• Input:

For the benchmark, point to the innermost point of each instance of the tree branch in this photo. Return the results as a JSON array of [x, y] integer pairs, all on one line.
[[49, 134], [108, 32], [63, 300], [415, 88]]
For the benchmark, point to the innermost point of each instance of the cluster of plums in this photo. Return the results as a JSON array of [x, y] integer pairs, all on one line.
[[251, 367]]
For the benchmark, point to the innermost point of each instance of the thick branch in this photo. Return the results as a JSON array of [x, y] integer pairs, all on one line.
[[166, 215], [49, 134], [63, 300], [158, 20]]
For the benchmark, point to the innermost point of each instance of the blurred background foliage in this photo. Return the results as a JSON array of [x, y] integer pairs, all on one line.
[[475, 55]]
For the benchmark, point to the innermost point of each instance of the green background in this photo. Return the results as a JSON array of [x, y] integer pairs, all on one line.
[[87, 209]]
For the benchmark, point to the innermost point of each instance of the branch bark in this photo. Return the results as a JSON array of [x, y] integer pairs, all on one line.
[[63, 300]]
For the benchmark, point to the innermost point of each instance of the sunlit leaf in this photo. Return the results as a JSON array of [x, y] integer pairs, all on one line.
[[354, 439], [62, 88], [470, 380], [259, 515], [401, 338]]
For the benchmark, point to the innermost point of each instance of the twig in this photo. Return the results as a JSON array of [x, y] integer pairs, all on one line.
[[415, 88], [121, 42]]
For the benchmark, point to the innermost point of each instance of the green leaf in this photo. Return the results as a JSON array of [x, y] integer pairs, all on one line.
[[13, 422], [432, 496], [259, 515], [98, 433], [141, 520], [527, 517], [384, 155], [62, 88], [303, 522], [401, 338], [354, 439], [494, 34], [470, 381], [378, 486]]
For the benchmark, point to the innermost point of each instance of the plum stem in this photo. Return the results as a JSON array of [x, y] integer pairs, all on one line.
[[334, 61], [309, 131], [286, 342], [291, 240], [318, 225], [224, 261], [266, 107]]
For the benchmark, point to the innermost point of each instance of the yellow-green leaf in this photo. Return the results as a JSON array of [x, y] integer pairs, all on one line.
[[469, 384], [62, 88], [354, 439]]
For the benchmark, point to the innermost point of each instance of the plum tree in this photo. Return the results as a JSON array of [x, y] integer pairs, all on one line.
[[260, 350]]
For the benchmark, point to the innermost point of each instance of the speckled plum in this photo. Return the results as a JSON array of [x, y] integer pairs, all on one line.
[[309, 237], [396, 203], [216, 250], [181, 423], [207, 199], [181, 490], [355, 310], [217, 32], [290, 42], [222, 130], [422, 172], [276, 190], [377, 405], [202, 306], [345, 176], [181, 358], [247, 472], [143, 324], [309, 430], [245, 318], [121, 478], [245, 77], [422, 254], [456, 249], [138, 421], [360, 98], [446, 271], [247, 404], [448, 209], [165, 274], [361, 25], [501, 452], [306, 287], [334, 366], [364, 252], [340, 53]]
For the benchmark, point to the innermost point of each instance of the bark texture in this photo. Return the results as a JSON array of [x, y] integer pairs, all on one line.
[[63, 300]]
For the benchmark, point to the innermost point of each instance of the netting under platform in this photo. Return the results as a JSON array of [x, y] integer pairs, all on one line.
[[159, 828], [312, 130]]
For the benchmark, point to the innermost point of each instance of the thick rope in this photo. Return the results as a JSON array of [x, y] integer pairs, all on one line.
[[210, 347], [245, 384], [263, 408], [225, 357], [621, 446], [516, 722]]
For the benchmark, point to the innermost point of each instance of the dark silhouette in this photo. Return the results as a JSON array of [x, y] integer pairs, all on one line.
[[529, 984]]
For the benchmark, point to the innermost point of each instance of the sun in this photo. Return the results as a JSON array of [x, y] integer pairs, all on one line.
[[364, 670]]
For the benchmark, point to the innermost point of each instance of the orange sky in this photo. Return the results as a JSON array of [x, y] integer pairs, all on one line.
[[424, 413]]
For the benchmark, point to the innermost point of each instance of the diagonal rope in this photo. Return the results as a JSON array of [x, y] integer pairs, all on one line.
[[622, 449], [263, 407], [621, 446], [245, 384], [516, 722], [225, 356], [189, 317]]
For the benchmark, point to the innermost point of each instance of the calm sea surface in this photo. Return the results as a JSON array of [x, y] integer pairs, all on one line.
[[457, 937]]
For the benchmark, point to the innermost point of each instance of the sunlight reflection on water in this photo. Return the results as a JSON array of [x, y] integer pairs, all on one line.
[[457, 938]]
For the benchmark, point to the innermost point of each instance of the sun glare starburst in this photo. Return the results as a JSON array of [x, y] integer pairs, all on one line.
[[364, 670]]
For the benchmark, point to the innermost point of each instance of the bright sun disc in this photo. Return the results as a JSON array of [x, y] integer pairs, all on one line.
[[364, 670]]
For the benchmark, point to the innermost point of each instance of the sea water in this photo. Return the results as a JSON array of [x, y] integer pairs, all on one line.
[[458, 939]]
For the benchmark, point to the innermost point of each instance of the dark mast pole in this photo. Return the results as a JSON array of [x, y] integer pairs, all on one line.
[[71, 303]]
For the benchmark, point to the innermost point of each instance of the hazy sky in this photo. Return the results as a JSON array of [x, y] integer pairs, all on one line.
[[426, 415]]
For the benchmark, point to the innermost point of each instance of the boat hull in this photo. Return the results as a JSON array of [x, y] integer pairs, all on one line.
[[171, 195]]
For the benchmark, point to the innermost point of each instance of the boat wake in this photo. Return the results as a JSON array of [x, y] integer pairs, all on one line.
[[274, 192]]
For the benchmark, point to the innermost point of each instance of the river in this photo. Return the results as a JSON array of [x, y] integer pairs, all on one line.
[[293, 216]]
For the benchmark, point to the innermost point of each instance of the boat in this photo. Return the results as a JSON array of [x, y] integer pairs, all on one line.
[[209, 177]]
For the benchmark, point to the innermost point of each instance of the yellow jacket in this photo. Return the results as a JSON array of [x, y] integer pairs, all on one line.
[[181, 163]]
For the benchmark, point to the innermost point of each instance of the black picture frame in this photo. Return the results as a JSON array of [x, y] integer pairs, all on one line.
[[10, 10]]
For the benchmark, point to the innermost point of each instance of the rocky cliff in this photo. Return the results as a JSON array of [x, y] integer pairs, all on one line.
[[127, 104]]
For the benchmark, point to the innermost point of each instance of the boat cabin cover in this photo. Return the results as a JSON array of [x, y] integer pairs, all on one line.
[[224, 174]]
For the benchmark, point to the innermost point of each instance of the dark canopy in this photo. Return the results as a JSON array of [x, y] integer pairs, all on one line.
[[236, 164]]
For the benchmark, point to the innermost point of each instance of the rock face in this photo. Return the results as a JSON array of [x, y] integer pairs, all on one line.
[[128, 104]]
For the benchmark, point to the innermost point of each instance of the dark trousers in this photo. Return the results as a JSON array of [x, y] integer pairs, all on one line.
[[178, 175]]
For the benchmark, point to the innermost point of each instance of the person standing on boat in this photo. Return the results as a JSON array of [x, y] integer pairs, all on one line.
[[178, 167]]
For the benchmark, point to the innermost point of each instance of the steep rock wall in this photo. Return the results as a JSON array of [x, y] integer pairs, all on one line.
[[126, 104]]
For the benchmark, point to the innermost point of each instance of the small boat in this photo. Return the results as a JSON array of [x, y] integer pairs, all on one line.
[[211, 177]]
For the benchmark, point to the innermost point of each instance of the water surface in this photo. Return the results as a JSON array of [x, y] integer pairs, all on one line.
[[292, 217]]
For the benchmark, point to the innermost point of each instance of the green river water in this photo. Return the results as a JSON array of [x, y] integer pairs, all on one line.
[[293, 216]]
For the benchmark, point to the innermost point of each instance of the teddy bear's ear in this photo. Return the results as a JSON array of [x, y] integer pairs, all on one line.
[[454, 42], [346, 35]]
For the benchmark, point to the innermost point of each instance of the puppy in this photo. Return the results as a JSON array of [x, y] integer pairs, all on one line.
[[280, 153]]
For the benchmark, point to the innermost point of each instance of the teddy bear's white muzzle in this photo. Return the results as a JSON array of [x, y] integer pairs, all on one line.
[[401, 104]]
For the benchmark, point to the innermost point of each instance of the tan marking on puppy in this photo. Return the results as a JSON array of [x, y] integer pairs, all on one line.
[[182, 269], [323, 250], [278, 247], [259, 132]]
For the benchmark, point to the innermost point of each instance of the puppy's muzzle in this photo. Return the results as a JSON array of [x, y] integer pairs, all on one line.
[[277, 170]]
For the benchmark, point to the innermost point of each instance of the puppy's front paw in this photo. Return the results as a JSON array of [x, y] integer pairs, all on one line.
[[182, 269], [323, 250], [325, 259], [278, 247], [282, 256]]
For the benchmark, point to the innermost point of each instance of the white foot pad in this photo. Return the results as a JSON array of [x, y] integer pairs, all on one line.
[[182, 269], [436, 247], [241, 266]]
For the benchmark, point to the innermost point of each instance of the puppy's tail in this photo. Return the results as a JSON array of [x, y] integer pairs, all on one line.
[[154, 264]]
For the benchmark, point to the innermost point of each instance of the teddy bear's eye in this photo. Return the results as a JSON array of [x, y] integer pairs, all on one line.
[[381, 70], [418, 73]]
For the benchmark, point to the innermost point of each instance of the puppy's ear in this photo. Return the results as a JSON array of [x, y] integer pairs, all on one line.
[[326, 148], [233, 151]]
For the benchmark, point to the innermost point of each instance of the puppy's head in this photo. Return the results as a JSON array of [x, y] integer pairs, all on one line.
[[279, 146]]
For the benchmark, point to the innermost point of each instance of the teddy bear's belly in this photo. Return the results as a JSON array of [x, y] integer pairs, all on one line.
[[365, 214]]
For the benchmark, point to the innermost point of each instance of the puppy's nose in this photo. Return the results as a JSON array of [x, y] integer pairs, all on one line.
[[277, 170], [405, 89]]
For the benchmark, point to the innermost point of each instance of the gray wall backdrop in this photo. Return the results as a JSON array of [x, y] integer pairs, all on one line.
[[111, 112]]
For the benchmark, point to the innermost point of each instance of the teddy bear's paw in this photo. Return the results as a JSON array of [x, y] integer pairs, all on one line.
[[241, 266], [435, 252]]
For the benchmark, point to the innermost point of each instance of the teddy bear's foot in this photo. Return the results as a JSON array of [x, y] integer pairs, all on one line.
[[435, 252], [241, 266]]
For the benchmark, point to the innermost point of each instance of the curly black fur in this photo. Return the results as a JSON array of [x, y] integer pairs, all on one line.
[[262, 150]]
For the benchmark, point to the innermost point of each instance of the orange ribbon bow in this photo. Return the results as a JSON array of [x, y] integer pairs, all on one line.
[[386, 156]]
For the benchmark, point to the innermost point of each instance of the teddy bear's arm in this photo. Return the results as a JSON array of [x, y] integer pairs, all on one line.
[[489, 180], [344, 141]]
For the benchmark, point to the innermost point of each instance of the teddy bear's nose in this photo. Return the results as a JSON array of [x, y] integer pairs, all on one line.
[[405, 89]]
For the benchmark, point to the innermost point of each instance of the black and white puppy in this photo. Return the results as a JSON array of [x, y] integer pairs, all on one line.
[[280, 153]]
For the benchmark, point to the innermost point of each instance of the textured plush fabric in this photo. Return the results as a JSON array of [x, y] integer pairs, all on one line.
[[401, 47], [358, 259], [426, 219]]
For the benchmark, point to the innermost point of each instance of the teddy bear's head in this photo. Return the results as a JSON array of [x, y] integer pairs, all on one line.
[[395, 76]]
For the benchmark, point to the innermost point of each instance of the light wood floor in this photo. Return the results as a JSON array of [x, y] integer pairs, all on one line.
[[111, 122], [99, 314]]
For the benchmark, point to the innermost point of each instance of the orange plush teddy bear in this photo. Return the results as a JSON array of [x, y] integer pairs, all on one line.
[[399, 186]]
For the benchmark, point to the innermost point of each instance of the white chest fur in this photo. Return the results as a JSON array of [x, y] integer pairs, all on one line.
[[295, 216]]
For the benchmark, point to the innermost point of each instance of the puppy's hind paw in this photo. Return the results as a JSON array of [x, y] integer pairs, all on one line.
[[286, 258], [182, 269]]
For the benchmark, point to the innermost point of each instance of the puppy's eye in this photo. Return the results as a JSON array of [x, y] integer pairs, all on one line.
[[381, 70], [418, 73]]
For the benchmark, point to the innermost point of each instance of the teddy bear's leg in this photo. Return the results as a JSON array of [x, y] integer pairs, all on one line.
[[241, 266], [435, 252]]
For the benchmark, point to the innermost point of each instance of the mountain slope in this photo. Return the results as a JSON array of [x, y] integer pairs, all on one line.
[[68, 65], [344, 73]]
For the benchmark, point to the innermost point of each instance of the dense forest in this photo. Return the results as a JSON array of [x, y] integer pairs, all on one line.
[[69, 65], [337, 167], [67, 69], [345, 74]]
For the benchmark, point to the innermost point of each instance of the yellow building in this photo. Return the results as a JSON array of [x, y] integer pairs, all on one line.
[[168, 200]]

• Challenge: Quote every line from the line containing "the white chest" through the closing line of the listing, including both.

• Task response:
For the benchmark, point to the innermost point of each instance of the white chest fur in this photo. Return the results as a JSON array of [x, y] integer pairs, all on one line.
[[295, 216]]
For the benchmark, point to the innermost point of each instance of the puppy's hind paw in this photo. Return the results as a JSON array of [x, y] integer pairs, all on one line.
[[286, 258], [182, 269]]
For the benchmark, point to the innermost point of each instance of the puppy's eye in this photo. Return the results as a JSON array of [x, y] integer pairs, all on one line.
[[381, 70], [418, 73]]
For the benchmark, point to the innermost point of each instance of the teddy bear's leg in this photo. Return the results as a JSON array of [x, y] integer pairs, all on one line.
[[241, 266], [435, 252]]
For the benchmark, point to the innermost point of each instance of the mountain slope in this photo. Return the results as a JSON array of [x, y] integer pairs, all on one line.
[[68, 65], [344, 73]]
For the benchmark, point to the innermost point of each instance of the dense forest in this photo. Return the results as a JSON array of [x, y] integer pairs, all on one line.
[[69, 65], [337, 167], [67, 69], [345, 74]]
For the benchmark, point to the innermost point of each instance of the yellow building in this photo. Return the results as a JSON array of [x, y] integer pairs, all on one line.
[[168, 200]]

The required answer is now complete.